Extracted information
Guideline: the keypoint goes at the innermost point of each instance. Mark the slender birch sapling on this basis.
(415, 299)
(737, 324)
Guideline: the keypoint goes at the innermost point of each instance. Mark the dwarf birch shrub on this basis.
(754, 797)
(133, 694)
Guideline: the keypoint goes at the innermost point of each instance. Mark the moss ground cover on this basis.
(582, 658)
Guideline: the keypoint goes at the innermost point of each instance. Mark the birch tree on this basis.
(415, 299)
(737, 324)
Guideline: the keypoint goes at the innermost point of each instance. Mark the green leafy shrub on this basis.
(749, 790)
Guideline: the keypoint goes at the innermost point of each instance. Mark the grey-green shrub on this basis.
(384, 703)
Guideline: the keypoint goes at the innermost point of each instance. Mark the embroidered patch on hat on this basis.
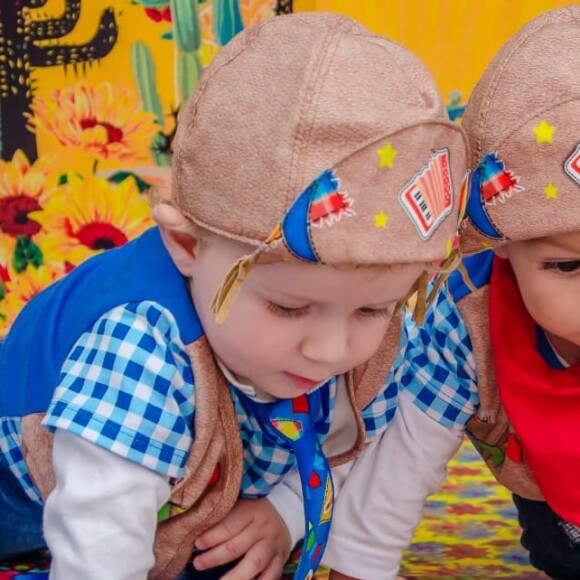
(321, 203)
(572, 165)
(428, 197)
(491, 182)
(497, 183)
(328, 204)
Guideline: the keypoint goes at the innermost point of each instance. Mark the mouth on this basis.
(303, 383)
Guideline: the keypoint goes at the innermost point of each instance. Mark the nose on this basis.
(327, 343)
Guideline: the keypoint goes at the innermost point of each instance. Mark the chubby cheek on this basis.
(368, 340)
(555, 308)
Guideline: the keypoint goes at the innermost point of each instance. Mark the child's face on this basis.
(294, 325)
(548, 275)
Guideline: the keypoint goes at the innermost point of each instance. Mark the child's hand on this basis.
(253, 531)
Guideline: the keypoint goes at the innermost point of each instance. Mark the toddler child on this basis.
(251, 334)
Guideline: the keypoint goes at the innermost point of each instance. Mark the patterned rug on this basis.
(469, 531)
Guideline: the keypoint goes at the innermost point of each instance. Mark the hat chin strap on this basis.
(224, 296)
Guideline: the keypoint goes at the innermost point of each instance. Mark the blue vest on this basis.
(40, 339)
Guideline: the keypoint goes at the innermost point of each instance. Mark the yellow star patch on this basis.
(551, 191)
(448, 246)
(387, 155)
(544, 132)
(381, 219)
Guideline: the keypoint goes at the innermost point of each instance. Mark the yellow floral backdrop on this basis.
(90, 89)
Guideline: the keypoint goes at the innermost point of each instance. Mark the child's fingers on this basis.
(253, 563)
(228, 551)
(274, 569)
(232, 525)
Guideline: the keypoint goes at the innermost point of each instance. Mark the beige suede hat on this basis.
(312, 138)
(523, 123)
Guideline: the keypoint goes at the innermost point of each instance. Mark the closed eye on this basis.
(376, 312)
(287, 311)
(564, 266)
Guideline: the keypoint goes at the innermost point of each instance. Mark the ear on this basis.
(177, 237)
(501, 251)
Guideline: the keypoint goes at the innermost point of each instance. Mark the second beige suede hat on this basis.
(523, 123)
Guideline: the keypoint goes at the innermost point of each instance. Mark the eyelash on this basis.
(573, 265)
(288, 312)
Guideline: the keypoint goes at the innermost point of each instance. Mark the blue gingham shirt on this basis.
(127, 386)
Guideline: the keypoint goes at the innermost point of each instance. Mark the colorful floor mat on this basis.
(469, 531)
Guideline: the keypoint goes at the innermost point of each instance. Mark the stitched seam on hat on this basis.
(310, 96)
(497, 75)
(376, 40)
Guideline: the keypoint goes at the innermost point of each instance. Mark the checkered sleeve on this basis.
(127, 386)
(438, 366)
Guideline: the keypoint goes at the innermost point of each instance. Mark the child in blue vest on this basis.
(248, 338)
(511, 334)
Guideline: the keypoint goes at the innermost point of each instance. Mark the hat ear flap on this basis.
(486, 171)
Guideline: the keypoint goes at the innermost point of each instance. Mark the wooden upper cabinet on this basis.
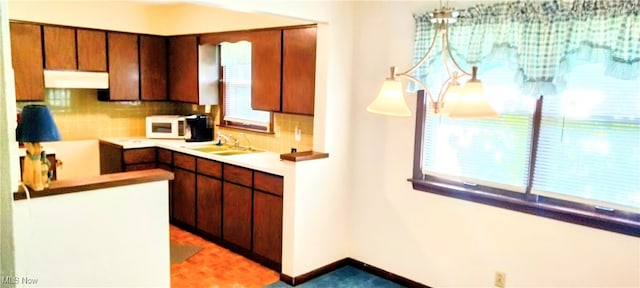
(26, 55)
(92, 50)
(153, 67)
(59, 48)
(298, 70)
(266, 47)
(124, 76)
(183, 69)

...

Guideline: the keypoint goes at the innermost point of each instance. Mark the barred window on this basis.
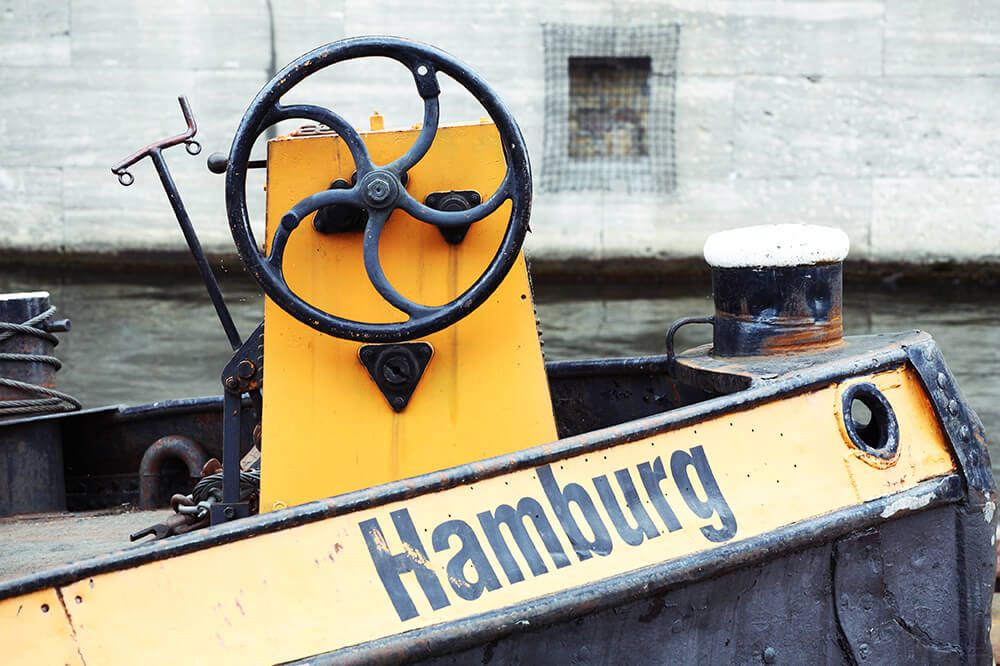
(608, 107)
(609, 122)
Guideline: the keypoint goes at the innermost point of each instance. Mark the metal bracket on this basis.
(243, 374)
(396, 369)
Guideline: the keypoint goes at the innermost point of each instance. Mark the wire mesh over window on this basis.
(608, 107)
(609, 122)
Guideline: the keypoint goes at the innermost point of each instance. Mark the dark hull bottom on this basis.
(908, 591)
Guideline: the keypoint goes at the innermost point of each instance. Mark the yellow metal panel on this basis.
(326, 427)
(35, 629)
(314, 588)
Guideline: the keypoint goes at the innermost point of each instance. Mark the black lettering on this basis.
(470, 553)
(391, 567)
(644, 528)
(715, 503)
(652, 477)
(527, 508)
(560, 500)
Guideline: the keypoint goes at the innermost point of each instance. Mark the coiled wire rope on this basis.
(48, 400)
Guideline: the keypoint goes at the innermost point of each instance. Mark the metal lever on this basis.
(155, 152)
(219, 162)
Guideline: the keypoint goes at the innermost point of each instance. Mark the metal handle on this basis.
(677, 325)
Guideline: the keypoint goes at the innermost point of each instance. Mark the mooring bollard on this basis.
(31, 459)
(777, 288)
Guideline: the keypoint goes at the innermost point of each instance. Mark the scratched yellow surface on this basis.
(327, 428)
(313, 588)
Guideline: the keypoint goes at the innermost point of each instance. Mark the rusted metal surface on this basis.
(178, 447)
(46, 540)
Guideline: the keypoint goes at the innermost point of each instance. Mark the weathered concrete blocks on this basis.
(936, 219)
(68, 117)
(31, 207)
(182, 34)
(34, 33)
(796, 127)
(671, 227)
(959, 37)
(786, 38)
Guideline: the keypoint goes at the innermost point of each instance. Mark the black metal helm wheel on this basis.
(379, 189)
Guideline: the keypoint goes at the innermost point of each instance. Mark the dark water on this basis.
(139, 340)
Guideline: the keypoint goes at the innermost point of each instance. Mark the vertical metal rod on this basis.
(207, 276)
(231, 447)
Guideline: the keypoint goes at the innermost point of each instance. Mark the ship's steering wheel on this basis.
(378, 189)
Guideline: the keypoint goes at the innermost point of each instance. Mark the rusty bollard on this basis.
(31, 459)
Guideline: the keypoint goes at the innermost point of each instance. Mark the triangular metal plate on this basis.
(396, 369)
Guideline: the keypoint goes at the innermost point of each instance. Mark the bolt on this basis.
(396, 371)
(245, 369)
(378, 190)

Set problem
Which lines in the records above contain the string "patch"? Pick out each such line and copy it in full, counting only matches with the same case.

Task result
Guideline: the keypoint goes at the innermost point of each instance. Mark the embroidered patch on hat on this basis.
Guideline: the keypoint goes at the innermost point of each instance. Mark the yellow star patch on this basis.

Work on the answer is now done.